GOAL OF THE EXERCISE
Everything from the line holding "Target: car wheel" through the last line of the listing needs to be repeated exactly, with no other lines.

--- START ---

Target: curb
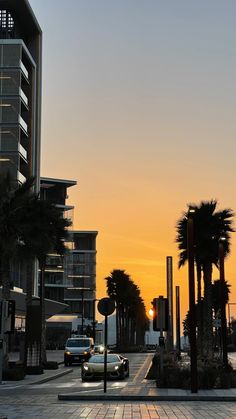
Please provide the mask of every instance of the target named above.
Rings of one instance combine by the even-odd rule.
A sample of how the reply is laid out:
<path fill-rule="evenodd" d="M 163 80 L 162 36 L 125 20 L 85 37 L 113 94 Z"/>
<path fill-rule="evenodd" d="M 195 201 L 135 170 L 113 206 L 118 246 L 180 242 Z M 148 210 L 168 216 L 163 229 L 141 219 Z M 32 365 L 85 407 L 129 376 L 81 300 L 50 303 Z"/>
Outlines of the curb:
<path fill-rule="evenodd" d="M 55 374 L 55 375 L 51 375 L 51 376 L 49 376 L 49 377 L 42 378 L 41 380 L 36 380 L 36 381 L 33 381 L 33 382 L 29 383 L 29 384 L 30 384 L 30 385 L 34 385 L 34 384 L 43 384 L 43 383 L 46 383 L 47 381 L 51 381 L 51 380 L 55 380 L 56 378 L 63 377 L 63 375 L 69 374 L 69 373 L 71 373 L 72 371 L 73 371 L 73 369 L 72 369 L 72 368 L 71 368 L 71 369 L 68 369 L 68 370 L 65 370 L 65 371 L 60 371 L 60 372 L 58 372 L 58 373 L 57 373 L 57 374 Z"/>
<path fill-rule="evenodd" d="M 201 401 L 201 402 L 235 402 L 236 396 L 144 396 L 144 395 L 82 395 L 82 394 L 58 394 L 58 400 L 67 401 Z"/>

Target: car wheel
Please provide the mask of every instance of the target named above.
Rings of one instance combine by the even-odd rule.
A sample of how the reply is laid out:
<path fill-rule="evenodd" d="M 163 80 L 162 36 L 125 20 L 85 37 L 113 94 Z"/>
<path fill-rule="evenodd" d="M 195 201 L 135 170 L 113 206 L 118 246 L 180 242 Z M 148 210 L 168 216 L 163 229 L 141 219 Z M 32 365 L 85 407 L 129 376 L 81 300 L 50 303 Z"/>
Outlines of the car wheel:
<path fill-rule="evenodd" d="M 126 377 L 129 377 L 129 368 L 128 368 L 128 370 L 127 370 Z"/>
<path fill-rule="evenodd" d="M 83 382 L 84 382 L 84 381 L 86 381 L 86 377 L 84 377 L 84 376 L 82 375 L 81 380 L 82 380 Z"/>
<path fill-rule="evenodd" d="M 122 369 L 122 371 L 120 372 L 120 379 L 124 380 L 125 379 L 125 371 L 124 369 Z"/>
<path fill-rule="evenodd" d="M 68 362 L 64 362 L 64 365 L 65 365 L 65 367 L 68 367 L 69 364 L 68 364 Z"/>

--- END ---

SOLUTION FOR THIS EXERCISE
Target: car wheel
Please provide the mask of every instance of the target named above.
Rings of one instance combine by the even-odd rule.
A sample of how the reply is laid out:
<path fill-rule="evenodd" d="M 163 80 L 162 36 L 125 20 L 85 37 L 113 94 Z"/>
<path fill-rule="evenodd" d="M 195 201 L 135 170 L 113 206 L 118 246 L 180 242 Z M 148 210 L 168 216 L 163 229 L 141 219 Z M 32 365 L 85 407 L 129 376 L 81 300 L 50 303 Z"/>
Outlines of the car wheel:
<path fill-rule="evenodd" d="M 126 377 L 129 377 L 129 368 L 128 368 L 128 370 L 127 370 Z"/>
<path fill-rule="evenodd" d="M 83 382 L 84 382 L 84 381 L 86 381 L 86 377 L 84 377 L 84 376 L 82 375 L 81 380 L 82 380 Z"/>
<path fill-rule="evenodd" d="M 122 369 L 122 371 L 120 372 L 120 379 L 124 380 L 125 379 L 125 371 L 124 369 Z"/>
<path fill-rule="evenodd" d="M 68 362 L 64 362 L 64 365 L 65 365 L 65 367 L 68 367 L 69 364 L 68 364 Z"/>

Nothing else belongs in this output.